**Article**:
☆ ☆ ☆

453 Mass. 760

January 5, 2009 - May 11, 2009

Suffolk County


Supreme Judicial Court, Superintendence of inferior courts. Practice, Criminal, Disclosure of identity of informer. Entrapment.

A Superior Court judge hearing a discovery motion filed by the defendant in a criminal matter erred in ordering the Commonwealth to reveal whether a confidential informant was acting as an agent or at the discretion of the Commonwealth and whether the informant was provided with any consideration in exchange for her alleged assistance, on the ground that it was material to the defendant's claim of entrapment, where the evidence produced by the defendant (i.e., that the informant made repeated efforts to persuade the defendant to meet an undercover police officer, and that the informant asked the defendant to give drugs to the officer) did not, without more, amount to the kind of inducement necessary for a claim of entrapment. [762-765]

CIVIL ACTION commenced in the Supreme Judicial Court for the county of Suffolk on January 9, 2008.

☆ ☆ ☆

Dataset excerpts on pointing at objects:
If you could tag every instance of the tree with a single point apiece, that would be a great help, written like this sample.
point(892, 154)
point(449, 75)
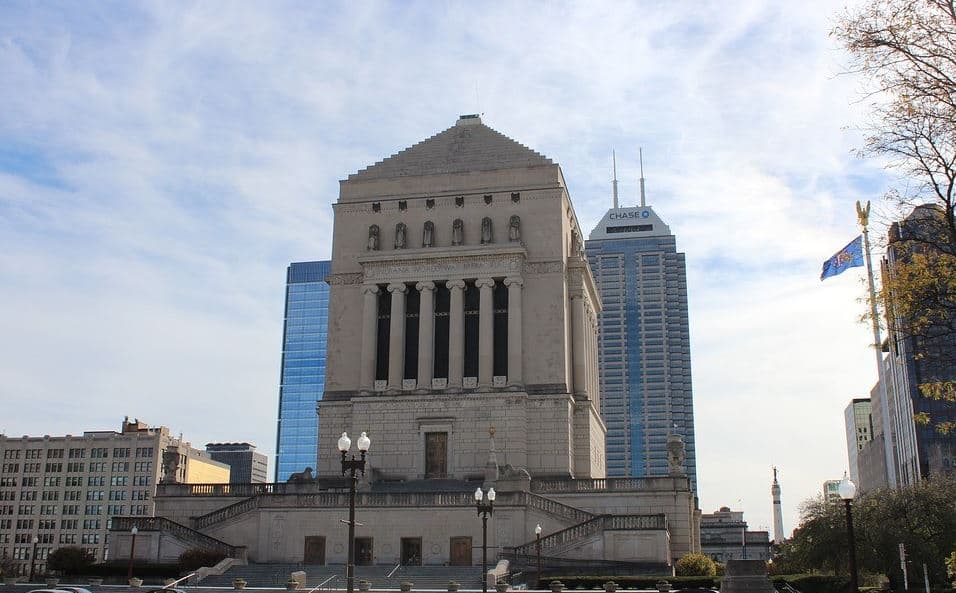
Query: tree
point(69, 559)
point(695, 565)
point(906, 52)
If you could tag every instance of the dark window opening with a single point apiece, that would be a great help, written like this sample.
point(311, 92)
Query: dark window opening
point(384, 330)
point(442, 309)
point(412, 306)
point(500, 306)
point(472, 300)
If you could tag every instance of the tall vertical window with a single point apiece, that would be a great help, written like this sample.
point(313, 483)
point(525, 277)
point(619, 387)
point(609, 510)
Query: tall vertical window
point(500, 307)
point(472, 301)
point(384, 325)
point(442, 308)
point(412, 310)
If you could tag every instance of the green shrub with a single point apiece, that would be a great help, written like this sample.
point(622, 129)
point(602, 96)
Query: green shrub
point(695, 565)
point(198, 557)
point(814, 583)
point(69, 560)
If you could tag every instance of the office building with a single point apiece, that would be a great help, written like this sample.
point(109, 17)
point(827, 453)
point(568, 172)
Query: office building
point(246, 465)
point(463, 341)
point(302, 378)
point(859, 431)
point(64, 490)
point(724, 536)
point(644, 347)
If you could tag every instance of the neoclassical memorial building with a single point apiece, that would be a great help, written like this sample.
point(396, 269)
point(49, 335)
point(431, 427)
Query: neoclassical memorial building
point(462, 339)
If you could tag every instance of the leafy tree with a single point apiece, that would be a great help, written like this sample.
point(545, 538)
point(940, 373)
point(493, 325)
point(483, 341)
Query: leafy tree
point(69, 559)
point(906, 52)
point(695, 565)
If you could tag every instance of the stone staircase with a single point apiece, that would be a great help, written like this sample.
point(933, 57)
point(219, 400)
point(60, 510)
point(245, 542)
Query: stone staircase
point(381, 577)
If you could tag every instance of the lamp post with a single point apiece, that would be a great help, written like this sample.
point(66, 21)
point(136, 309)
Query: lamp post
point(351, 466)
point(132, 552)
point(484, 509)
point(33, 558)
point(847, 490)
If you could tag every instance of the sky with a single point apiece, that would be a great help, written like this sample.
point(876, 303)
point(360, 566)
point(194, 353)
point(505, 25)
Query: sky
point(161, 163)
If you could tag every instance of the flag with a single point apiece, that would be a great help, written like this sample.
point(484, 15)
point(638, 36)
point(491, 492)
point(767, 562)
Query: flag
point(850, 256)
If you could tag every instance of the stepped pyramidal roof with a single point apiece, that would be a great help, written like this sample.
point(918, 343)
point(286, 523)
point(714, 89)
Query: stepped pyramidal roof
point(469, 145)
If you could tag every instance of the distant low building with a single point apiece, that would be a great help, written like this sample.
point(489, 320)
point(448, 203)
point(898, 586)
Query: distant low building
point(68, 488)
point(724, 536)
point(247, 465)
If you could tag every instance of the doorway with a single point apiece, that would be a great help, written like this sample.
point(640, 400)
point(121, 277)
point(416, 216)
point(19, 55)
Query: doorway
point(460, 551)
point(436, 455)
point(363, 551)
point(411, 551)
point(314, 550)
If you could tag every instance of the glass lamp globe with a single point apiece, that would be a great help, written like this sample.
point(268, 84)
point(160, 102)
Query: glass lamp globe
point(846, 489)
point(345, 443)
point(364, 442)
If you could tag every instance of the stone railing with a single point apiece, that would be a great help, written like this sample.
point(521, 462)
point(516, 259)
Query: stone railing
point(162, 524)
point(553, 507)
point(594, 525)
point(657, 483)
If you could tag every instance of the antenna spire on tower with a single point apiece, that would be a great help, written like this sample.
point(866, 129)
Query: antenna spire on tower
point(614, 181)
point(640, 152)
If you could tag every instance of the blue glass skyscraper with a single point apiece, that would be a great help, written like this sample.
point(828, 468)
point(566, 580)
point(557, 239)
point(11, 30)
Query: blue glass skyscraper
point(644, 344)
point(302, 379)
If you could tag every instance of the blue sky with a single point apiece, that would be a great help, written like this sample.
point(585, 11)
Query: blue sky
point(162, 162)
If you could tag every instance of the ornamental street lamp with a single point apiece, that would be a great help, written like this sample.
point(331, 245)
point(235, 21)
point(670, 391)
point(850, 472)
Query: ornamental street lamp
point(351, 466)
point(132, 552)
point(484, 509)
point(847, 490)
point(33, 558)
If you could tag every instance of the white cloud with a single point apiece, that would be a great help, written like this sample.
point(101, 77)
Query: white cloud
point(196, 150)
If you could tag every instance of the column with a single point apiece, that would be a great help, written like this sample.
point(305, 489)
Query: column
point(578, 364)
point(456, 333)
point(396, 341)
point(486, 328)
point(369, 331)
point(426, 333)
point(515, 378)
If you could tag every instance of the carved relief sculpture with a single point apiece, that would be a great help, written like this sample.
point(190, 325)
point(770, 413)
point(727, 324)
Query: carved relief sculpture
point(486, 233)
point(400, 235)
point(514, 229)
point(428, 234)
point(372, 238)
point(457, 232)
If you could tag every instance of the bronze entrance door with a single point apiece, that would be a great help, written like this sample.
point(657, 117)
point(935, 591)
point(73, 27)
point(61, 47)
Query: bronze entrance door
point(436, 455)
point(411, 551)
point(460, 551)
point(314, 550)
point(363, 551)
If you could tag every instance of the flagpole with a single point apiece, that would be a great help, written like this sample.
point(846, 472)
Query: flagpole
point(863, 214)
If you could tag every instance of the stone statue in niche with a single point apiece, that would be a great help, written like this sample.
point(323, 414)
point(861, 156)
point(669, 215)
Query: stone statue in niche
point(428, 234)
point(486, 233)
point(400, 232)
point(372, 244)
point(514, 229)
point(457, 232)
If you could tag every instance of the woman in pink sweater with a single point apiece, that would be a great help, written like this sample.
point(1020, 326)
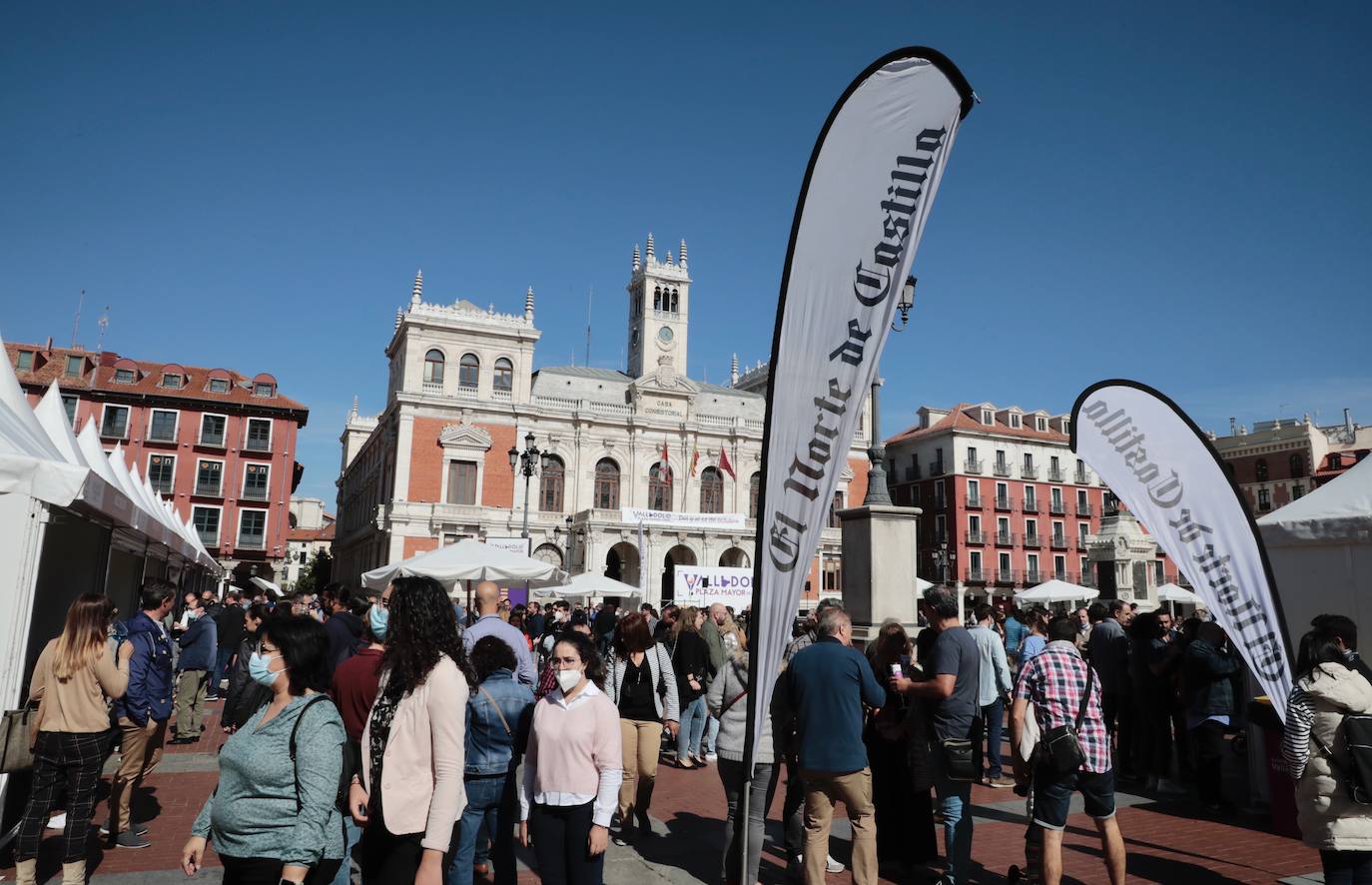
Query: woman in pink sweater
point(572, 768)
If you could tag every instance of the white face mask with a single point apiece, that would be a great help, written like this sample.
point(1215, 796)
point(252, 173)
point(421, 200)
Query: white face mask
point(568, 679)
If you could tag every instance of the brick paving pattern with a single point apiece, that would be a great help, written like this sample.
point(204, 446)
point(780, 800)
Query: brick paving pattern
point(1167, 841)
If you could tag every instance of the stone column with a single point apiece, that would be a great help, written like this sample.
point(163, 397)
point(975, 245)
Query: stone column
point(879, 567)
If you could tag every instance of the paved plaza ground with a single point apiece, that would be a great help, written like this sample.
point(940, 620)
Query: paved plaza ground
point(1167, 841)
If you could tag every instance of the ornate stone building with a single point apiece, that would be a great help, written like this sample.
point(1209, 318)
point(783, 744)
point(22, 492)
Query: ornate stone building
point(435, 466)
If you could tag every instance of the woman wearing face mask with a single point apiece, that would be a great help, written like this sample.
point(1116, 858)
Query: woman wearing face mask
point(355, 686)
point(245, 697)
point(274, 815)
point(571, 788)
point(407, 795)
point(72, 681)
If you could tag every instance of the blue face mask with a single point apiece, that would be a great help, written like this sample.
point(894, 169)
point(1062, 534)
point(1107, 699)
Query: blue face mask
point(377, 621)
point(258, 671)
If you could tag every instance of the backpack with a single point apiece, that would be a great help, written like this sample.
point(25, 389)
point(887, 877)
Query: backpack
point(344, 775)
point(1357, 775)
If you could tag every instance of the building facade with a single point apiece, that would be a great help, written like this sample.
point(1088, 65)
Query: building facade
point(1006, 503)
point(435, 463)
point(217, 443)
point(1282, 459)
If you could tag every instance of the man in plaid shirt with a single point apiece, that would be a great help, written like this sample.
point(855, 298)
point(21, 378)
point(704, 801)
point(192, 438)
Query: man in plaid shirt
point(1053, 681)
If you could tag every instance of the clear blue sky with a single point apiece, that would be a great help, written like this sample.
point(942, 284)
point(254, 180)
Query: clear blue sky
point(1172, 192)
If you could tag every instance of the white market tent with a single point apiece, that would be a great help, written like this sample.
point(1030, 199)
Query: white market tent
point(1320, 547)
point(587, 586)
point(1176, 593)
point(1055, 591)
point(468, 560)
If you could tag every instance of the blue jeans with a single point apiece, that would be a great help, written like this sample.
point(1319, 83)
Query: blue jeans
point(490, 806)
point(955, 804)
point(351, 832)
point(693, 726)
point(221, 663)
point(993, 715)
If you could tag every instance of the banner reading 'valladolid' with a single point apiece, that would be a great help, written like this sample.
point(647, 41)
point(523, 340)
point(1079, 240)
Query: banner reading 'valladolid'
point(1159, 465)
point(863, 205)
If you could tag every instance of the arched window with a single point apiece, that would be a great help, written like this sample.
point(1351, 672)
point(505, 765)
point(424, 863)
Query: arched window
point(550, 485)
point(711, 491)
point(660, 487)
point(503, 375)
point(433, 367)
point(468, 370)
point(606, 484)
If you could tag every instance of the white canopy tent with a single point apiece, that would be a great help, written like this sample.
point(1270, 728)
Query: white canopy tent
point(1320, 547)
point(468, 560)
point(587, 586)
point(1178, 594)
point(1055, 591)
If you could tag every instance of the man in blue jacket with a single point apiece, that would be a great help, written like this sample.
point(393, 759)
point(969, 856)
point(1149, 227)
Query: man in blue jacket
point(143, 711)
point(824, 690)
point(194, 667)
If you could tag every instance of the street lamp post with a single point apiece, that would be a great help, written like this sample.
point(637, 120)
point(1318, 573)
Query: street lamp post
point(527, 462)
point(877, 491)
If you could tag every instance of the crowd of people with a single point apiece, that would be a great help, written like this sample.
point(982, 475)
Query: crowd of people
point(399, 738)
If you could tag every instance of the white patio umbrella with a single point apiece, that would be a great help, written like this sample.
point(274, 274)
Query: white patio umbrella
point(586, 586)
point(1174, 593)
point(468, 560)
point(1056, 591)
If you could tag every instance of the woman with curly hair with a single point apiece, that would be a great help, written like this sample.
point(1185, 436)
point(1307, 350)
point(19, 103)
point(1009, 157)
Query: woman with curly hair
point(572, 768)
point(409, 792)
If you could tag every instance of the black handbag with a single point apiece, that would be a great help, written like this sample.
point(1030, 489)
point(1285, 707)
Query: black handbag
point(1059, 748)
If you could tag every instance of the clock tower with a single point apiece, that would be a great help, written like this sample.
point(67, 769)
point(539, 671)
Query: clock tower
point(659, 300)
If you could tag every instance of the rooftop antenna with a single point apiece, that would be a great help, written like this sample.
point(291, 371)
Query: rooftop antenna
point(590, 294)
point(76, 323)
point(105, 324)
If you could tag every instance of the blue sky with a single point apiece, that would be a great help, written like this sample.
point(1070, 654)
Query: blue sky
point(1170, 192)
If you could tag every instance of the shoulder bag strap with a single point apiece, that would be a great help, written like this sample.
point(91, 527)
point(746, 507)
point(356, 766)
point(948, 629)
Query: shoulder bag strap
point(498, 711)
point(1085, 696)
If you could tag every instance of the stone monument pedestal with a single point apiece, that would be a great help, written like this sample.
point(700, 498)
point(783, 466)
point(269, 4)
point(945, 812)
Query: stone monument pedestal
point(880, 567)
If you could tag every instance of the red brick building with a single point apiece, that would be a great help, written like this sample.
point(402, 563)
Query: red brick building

☆ ☆ ☆

**What you will do**:
1. Answer these questions using the case summary:
(a) In which county was the case brought?
(b) On what date was the civil action commenced?
(c) What did the informant ask the defendant to give the undercover officer?
2. Retype the case summary from "453 Mass. 760" up to and including "of informer. Entrapment.".
3. According to the case summary, why did the Superior Court judge err in ordering the Commonwealth to reveal information about the confidential informant?

**Solutions by task**:
1.
(a) Suffolk County
(b) January 9, 2008
(c) Drugs

2.
453 Mass. 760

January 5, 2009 - May 11, 2009

Suffolk County


Supreme Judicial Court, Superintendence of inferior courts. Practice, Criminal, Disclosure of identity of informer. Entrapment.

3. The defendant's evidence did not, without more, amount to the kind of inducement a claim of entrapment requires. That evidence showed that the informant repeatedly tried to persuade the defendant to meet an undercover police officer and asked the defendant to give drugs to the officer.